**Exercise materials**:
_ _ _
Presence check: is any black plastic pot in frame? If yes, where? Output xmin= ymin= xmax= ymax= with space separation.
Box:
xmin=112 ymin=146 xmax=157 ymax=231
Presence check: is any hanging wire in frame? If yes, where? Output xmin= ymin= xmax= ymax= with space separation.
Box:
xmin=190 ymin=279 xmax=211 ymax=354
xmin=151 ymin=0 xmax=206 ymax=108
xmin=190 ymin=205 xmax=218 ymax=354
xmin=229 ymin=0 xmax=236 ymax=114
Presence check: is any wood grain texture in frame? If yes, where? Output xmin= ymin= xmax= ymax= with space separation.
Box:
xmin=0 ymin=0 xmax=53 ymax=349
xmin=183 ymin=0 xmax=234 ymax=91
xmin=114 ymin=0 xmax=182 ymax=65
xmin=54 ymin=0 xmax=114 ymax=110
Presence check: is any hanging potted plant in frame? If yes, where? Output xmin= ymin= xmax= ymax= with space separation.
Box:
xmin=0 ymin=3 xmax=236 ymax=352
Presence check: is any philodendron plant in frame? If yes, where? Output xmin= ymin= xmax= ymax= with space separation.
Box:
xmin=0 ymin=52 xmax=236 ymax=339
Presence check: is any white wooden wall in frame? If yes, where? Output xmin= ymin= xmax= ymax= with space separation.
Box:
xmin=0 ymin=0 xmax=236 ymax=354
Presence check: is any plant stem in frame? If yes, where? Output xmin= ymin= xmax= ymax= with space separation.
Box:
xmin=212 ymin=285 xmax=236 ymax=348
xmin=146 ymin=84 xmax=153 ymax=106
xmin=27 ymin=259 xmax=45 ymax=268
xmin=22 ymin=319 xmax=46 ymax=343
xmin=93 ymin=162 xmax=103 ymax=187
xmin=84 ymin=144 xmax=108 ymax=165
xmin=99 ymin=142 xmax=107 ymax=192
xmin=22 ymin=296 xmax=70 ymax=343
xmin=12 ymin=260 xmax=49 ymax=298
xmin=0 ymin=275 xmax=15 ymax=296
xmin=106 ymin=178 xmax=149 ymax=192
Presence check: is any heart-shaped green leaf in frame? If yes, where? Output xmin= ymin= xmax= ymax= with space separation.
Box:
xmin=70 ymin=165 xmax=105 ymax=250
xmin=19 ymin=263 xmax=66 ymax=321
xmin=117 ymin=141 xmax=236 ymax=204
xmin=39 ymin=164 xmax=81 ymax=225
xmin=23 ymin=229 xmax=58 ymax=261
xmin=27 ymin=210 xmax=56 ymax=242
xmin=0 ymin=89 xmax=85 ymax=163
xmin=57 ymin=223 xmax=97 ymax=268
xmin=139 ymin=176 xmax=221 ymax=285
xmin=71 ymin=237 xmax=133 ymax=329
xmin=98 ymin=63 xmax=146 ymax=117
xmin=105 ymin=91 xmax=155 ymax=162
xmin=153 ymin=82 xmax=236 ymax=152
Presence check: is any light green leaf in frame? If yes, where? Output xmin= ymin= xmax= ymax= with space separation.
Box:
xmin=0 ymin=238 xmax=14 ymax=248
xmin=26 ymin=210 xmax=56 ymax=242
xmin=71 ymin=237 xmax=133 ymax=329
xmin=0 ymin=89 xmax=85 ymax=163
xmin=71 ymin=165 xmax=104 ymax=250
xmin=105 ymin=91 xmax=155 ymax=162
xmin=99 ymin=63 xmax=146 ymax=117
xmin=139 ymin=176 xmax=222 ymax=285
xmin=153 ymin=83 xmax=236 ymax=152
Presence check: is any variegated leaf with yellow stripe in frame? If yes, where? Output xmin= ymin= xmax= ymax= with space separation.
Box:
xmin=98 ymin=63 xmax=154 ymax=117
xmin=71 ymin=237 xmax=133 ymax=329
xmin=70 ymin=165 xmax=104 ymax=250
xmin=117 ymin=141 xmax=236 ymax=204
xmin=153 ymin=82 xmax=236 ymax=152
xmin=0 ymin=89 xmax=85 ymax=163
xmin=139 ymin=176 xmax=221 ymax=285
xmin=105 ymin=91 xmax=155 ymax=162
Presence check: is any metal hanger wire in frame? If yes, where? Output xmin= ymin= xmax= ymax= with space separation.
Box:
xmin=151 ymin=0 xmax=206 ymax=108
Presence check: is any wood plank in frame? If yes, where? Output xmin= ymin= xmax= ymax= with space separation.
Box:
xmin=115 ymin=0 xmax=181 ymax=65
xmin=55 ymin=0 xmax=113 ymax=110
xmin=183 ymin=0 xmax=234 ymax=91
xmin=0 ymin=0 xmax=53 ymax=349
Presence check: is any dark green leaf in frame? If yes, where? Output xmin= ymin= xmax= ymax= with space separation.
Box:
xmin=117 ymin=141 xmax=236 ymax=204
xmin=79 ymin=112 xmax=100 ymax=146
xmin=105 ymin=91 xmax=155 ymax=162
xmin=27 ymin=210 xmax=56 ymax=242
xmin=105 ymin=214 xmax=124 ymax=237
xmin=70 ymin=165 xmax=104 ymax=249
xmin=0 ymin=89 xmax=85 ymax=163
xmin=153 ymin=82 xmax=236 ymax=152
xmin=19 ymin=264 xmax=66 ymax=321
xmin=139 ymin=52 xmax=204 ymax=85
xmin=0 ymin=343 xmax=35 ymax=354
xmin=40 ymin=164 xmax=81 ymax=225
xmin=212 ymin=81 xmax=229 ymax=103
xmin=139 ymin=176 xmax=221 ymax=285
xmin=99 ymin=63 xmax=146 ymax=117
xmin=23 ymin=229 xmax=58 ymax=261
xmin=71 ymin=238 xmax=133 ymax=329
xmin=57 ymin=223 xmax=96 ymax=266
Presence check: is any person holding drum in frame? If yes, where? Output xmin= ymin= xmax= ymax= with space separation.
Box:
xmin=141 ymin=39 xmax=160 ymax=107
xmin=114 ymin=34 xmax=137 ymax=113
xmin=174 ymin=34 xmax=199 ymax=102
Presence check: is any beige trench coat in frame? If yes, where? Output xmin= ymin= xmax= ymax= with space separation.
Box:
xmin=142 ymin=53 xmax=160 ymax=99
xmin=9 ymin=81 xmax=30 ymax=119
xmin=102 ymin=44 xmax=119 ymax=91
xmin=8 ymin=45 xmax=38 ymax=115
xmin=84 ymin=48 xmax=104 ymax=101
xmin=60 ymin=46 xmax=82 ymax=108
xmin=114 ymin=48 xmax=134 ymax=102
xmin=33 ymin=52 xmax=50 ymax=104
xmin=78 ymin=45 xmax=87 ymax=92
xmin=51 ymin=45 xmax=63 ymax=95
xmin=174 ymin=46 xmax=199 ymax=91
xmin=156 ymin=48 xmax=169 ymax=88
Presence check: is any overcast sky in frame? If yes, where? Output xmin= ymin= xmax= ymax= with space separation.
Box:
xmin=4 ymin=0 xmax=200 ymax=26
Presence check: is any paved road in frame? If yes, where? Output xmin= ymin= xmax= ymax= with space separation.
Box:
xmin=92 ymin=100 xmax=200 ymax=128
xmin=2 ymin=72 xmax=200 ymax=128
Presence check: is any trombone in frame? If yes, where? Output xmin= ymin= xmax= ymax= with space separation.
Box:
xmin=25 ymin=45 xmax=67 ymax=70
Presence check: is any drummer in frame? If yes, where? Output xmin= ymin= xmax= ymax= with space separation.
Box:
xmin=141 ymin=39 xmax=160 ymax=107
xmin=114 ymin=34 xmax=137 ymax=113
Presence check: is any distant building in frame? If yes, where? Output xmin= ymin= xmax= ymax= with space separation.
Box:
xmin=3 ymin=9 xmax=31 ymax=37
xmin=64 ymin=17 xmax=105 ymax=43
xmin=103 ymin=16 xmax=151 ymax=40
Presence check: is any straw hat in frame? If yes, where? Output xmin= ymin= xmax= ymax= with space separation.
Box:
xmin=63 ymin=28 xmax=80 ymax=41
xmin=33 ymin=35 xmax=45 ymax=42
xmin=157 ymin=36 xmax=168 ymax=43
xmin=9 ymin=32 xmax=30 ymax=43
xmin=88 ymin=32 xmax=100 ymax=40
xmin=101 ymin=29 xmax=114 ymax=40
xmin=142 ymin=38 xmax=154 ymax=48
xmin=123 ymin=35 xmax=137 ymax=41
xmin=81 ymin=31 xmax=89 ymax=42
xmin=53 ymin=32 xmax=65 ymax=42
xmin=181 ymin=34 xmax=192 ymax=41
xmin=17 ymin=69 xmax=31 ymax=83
_ _ _
**The request**: Please set down again, word for word, the lines of the data above, starting at the line that contains "Presence check: is any wood grain" and stopping after the line that contains "xmin=0 ymin=0 xmax=236 ymax=354".

**Solution for this problem**:
Presence check: is any wood grain texture in frame? If yes, where? Output xmin= ymin= xmax= ymax= with space separation.
Box:
xmin=0 ymin=0 xmax=53 ymax=349
xmin=183 ymin=0 xmax=234 ymax=91
xmin=114 ymin=0 xmax=182 ymax=65
xmin=54 ymin=0 xmax=114 ymax=110
Presence check: is any hanging potted plant in frame? If yes, where? Output xmin= ymin= xmax= ymax= with space separation.
Box:
xmin=0 ymin=3 xmax=236 ymax=352
Presence check: is any philodendron plant in frame? If yes, where? Output xmin= ymin= xmax= ymax= with space separation.
Box:
xmin=0 ymin=52 xmax=236 ymax=339
Presence check: is any white wooden wall in frame? If yes, where? Output xmin= ymin= xmax= ymax= with space separation.
Box:
xmin=0 ymin=0 xmax=236 ymax=354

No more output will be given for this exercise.